### Göreviniz
"sweater --coords pixels" geçen satırdan "Segment every instance of the man's blue" geçen satıra kadar, her iki satır da dahil, tüm satırları birebir tekrarlayın.

### Çıkarılan veriler
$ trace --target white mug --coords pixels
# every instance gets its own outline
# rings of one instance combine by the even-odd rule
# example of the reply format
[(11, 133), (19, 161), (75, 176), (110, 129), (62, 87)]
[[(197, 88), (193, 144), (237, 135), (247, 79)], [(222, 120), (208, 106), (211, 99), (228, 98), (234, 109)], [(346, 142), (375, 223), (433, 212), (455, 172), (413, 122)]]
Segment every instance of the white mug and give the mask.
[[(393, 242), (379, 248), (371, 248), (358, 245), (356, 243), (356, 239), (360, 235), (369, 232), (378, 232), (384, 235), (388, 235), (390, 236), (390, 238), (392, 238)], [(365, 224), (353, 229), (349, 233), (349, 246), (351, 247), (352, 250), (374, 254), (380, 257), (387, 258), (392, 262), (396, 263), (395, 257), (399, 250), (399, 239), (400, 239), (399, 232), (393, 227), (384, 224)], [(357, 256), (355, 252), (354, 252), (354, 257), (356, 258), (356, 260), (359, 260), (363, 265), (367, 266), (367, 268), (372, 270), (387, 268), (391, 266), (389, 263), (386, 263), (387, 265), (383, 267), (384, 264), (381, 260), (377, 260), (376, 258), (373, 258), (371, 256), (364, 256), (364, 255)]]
---
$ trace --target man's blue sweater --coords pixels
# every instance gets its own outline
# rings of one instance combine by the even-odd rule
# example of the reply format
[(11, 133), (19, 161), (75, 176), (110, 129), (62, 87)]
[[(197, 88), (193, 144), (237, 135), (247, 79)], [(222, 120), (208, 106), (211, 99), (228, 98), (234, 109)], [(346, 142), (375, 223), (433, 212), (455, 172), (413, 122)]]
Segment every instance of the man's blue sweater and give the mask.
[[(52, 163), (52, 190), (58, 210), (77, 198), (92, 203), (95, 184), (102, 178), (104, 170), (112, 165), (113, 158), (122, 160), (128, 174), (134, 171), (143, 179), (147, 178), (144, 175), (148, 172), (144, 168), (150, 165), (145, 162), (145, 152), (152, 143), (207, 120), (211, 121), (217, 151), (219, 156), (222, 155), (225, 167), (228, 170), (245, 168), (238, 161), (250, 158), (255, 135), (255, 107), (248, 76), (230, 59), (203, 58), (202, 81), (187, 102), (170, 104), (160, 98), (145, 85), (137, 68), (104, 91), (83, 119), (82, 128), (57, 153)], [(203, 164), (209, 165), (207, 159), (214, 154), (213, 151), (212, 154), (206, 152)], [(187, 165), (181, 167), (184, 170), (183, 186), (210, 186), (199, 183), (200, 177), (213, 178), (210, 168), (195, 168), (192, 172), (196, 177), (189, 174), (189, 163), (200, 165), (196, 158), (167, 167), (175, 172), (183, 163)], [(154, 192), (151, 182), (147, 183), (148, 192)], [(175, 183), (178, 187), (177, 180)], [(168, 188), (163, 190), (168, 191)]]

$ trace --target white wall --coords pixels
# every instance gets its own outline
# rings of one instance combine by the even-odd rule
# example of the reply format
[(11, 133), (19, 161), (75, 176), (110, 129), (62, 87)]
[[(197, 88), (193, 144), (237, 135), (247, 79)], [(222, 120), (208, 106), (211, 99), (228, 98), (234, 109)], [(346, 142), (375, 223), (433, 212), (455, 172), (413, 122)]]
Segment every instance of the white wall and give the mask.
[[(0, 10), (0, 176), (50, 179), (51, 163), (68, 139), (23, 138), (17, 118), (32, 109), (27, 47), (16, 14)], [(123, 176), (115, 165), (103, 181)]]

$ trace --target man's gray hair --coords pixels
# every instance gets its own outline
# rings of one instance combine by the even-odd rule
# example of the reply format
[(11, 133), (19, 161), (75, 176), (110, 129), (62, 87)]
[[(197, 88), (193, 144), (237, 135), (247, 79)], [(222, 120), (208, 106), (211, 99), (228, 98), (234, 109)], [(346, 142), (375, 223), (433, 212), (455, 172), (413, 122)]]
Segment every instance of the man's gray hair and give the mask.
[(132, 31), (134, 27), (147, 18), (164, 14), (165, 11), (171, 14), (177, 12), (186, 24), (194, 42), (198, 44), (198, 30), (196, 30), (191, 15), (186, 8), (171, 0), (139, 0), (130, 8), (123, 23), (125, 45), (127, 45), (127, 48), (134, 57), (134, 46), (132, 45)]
--
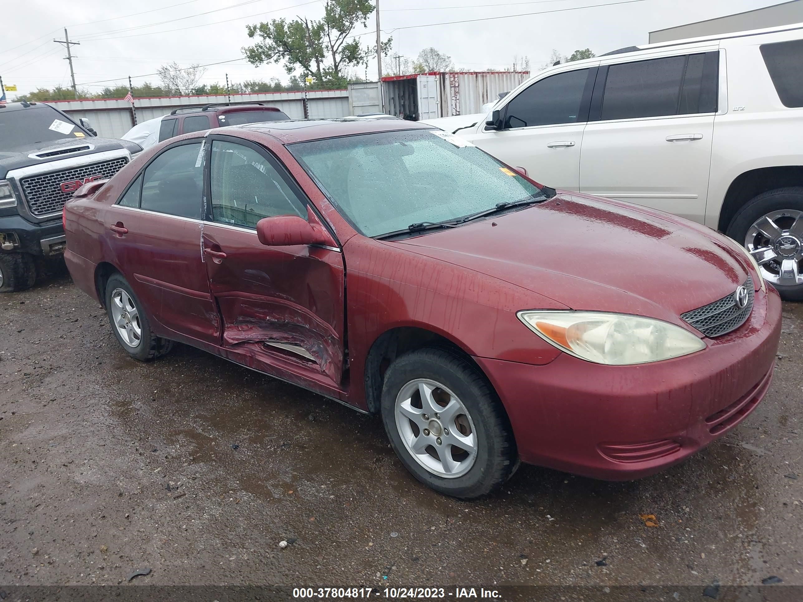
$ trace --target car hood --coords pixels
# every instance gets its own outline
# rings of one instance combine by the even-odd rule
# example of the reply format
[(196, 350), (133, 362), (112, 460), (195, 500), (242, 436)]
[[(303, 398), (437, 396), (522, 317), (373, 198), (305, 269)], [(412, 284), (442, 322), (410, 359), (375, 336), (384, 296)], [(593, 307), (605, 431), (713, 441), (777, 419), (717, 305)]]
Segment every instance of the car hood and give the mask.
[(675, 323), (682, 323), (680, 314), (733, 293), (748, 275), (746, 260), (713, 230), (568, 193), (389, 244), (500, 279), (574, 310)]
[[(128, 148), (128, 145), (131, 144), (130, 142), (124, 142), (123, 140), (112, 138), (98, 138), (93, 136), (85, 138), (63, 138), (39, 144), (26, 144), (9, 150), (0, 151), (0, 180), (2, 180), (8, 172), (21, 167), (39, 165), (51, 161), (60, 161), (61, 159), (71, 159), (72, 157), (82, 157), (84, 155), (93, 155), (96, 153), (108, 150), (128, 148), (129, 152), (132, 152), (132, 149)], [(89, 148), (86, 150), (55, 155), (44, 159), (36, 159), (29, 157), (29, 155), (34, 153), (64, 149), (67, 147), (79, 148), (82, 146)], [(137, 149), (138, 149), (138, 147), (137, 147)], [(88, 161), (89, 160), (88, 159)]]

### Tam çıktı
$ trace --target man's blue sweater --coords pixels
# every instance gets its own outline
# rings of one instance combine by the even-odd rule
# example of the reply format
[(11, 133), (19, 161), (75, 176), (110, 129), (62, 87)]
[[(197, 88), (193, 144), (237, 135), (247, 79)], [(222, 120), (208, 106), (211, 99), (228, 98), (234, 109)], [(346, 142), (375, 223), (433, 212), (455, 172), (413, 122)]]
Segment every instance of the man's blue sweater and give the mask.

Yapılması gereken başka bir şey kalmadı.